Begin Material to process
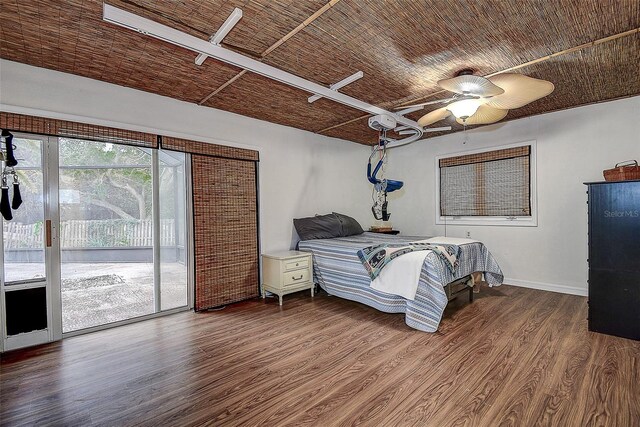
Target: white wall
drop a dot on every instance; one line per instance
(573, 146)
(301, 173)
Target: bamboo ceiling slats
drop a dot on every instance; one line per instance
(403, 47)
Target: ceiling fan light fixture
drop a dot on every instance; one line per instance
(468, 84)
(464, 109)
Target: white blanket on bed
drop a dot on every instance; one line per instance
(402, 275)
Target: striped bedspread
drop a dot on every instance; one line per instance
(338, 270)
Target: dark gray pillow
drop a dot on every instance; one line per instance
(318, 227)
(350, 226)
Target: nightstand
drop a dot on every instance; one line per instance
(286, 272)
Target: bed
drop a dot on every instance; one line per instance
(339, 271)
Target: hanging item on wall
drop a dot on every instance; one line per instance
(9, 174)
(381, 185)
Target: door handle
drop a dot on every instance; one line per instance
(47, 230)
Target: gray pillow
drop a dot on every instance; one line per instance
(350, 226)
(318, 227)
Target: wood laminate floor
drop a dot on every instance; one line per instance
(513, 357)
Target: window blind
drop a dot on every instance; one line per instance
(225, 214)
(90, 132)
(492, 183)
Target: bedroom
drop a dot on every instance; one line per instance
(106, 75)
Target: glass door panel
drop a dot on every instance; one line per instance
(23, 236)
(173, 254)
(26, 296)
(106, 233)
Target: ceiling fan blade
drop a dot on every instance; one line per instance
(468, 84)
(485, 115)
(423, 104)
(519, 90)
(434, 116)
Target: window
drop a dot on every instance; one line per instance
(494, 187)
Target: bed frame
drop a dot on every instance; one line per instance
(464, 284)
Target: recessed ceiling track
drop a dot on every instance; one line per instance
(150, 28)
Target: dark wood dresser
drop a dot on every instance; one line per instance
(614, 258)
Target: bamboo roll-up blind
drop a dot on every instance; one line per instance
(215, 150)
(492, 183)
(225, 230)
(65, 128)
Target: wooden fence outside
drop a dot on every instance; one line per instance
(91, 234)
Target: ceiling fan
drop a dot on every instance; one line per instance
(479, 100)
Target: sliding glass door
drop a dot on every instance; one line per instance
(122, 232)
(28, 292)
(102, 236)
(106, 233)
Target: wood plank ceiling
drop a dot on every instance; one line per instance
(402, 46)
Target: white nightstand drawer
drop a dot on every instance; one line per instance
(286, 272)
(296, 264)
(292, 278)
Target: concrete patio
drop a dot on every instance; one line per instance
(99, 293)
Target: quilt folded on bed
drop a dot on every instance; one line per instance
(375, 258)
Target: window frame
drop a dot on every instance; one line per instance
(528, 221)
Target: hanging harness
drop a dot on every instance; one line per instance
(381, 186)
(8, 172)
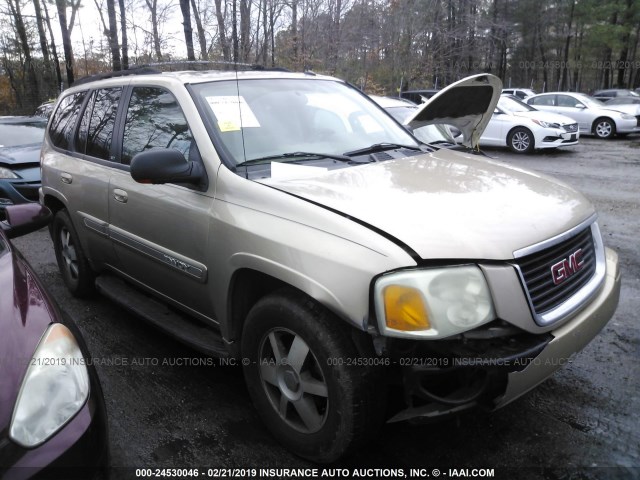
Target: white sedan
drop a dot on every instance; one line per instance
(593, 116)
(522, 128)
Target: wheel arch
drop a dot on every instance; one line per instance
(248, 286)
(521, 127)
(599, 119)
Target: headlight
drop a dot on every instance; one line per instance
(6, 173)
(432, 303)
(544, 124)
(54, 389)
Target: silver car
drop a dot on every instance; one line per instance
(593, 116)
(288, 222)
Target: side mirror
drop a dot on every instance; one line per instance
(165, 165)
(25, 218)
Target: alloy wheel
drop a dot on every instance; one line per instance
(293, 381)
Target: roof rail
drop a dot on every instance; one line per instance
(211, 64)
(177, 65)
(143, 70)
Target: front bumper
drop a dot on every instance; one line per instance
(14, 192)
(492, 372)
(79, 450)
(628, 126)
(554, 138)
(570, 338)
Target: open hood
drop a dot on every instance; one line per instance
(466, 104)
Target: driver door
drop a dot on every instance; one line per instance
(160, 232)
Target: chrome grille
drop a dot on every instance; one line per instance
(536, 270)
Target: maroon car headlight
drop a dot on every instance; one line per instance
(53, 390)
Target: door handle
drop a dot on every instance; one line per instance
(120, 195)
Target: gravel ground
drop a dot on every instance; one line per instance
(581, 423)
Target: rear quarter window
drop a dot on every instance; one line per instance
(64, 120)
End Material to process
Output all of the data exactly as it stands, minus any images.

Target: white wall
drop a dot on every instance; one line per instance
(573, 146)
(301, 173)
Target: bamboo ceiling slats
drop a dot on every instance; one line per instance
(403, 47)
Target: ceiling fan light fixture
drop a dot on every instance; one line per instance
(468, 84)
(464, 109)
Target: white blanket on bed
drop a dot on every instance; one line per instance
(402, 275)
Target: striped bedspread
drop a dot on every instance; one line per instance
(338, 270)
Target: dark gray pillow
drop a dot on every instance; one line per instance
(318, 227)
(350, 226)
Target: nightstand
drop a dot on every instance; one line per instance
(286, 272)
Target: bed
drop a dot on every instance; one line per instance
(339, 271)
Target: hanging item on wall
drop a dot on every instance; one line per instance
(9, 174)
(381, 185)
Target: door handle
drop a dot on every instance; one line per instance
(47, 230)
Target: gray pillow
drop a dot on every instance; one line per instance
(350, 226)
(318, 227)
Target: wood laminate floor
drop a dot on every instance; one line per instance
(513, 357)
Target: window blind
drop a dot on every instance; one line per instance
(225, 214)
(90, 132)
(492, 183)
Target: bedroom
drop a dot on every instance; one line per instance
(106, 75)
Target: glass door panel
drop a dot on every instance; one line per instance
(23, 236)
(173, 254)
(26, 296)
(106, 233)
Target: ceiling fan blade
drop a dot on every instance; one line per instance
(468, 84)
(485, 115)
(423, 104)
(519, 90)
(434, 116)
Target: window
drop a dot on every instance; one line per instance
(494, 187)
Target: bed frame
drop a dot on every instance; one line per instance
(464, 284)
Target: recessed ceiling track
drop a dot on every instance; one line per instance
(150, 28)
Target: dark wood dresser
drop a dot on every instance; one line per instance
(614, 258)
Target: bamboo roll-up blind
drop a dot on every instance; one line per instance
(215, 150)
(492, 183)
(225, 230)
(65, 128)
Target: wooden fence outside
drop a dot on every instance; one line per instance
(91, 234)
Target: ceiling fan
drop a dot on every instance; one line per instance
(479, 100)
Target: sliding glass door
drop a dot on every instance; one line per instance
(122, 232)
(28, 292)
(102, 236)
(106, 233)
Target: wood plank ceiling
drop a dot on every instance; one line per instance
(402, 46)
Target: white nightstand drawer
drop a dot on every instance; one line per instance
(286, 272)
(296, 264)
(292, 278)
Target: concrete patio
drop a dot on every instance; one line per instance
(99, 293)
Target: quilt folded on bed
drop a dot on every instance; one line per instance
(375, 258)
Target: window frame
drop a dot on every instance; one line per instance
(528, 221)
Target: hanging harness
drop a dot on every instance; one line per instance
(381, 186)
(8, 172)
Target: white sedan
drop a dot on every instance; one line per instance
(593, 116)
(522, 128)
Target: wheel arch
drop a dot on every instance; one line per instance
(248, 286)
(521, 127)
(599, 119)
Target: headlight
drop a dot on every instance; one line per instance
(6, 173)
(432, 303)
(544, 124)
(54, 389)
Target: silver car
drop a dot on every instance; one line per instance
(593, 116)
(288, 222)
Target: side mirror
drop a dot on every instance; one line per instance
(165, 165)
(25, 218)
Target: alloy wheel
drop a dot on every instance; one line per instance
(293, 381)
Target: roof rail
drop a dot on every instance; one line per instance
(211, 64)
(177, 65)
(143, 70)
Target: front bumper
drop a dot on every instance; one line per instance
(14, 192)
(492, 372)
(79, 450)
(628, 126)
(554, 138)
(570, 338)
Target: open hood
drop a dot on every instance; one line per instance
(466, 104)
Target: driver door
drop a dot on every instance; one line per instance
(160, 232)
Target: chrome grille
drop a dot on every instance; one line per instance
(536, 270)
Target: maroon car headlight
drop a dot on every instance; one line per instance
(53, 390)
Target: door handle
drop a dot on every instance; one line per instance
(120, 195)
Target: gravel ground
drop a dot on every instance; one line per instance
(581, 423)
Target: rear quarter window
drop a dot on every instance; one line per instance
(64, 120)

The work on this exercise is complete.